### AUSGEWÄHLTE TEXTSTELLE
Urbane Gärten: „Nischenanliegen“ oder soziale Bewegung

Kürzlich veröffentlichte der Autor Max Scharnigg in der Süddeutschen unter dem Titel „Grüner wird’s nicht“ eine Polemik gegen das „Nieschenanliegen“ urban Gardening. Dem Bauen und der Verdichtung das Wort redend, spricht Scharnigg über „betreutes Gärtnern für die herumstümpernde Ökoschicht.“ Es handele sich um „Spielplätze für wenige.“ Christa Müller, Geschäftsführerin der anstiftung, betont in ihrer Erwiderung „Grüne Revolution“ in der Frankfurter Rundschau“Gärtnern in der Stadt ist hochpolitisch. Wer die Bewegung verniedlicht, versperrt sich selbst den Blick auf den gesellschaftlichen Wandel.“ Sie verweist dabei unter anderem auf das von 120 Initiativen unterzeichnete Urban Gardening Manifest.

### ERFASSTE EINTRÄGE
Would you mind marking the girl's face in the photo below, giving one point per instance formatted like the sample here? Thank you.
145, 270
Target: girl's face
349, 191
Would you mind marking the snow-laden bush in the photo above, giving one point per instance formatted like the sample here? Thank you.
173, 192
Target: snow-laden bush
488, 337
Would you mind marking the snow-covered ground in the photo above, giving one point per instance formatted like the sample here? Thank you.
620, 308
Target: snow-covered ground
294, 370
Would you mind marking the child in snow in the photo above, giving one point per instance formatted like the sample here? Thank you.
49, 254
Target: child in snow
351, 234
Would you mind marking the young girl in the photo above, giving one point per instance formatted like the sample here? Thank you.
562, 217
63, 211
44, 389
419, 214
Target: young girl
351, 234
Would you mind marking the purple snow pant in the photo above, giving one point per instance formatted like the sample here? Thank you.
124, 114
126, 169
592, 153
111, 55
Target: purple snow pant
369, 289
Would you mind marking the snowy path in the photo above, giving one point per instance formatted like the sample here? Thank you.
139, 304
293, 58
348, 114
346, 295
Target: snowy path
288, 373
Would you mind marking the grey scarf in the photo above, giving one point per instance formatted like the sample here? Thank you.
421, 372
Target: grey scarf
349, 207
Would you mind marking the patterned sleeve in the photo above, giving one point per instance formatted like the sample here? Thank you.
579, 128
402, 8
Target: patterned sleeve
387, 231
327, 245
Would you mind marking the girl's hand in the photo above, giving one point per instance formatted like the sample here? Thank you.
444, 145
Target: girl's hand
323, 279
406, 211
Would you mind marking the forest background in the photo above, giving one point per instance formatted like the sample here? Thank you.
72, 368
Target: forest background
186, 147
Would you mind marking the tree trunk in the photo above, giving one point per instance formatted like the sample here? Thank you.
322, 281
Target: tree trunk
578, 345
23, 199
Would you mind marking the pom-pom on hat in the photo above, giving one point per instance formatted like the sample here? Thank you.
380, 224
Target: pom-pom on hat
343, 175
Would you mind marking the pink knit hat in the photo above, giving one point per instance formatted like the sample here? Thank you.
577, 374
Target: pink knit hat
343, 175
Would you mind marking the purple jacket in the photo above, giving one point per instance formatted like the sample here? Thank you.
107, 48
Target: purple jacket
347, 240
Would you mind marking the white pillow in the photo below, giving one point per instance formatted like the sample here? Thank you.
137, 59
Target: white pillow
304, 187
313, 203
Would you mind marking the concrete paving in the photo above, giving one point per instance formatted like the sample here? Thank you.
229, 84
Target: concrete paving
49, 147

### AUFGABENSTELLUNG
(a) Prüfe, ob die folgenden Aussagen mit dem Textauszug über urbane Gärten übereinstimmen, und belege jede Antwort mit den entscheidenden Worten des Textes: (i) Max Scharnigg veröffentlichte seinen Beitrag in der Süddeutschen. (ii) Christa Müller ist Geschäftsführerin der Frankfurter Rundschau. (iii) Das Urban Gardening Manifest wurde von 200 Initiativen unterzeichnet.
(b) Gib in der Auflistung alles von der Zeile mit „Would you mind marking the white“ bis hinunter zu ihrem Ende erneut vollständig aus, beide Enden eingeschlossen, und addiere dabei 147 zu jeder Zahl der Lösungskoordinaten.

### GEGEBENE LÖSUNGEN
(a)
(i) Ja: „veröffentlichte der Autor Max Scharnigg in der Süddeutschen unter dem Titel „Grüner wird’s nicht““
(ii) Nein: „Christa Müller, Geschäftsführerin der anstiftung“
(iii) Nein: „das von 120 Initiativen unterzeichnete Urban Gardening Manifest“

(b)
Would you mind marking the white pillow in the photo below, giving one point per instance formatted like the sample here? Thank you.
137, 59
Target: white pillow
451, 334
460, 350
Would you mind marking the concrete paving in the photo above, giving one point per instance formatted like the sample here? Thank you.
229, 84
Target: concrete paving
196, 294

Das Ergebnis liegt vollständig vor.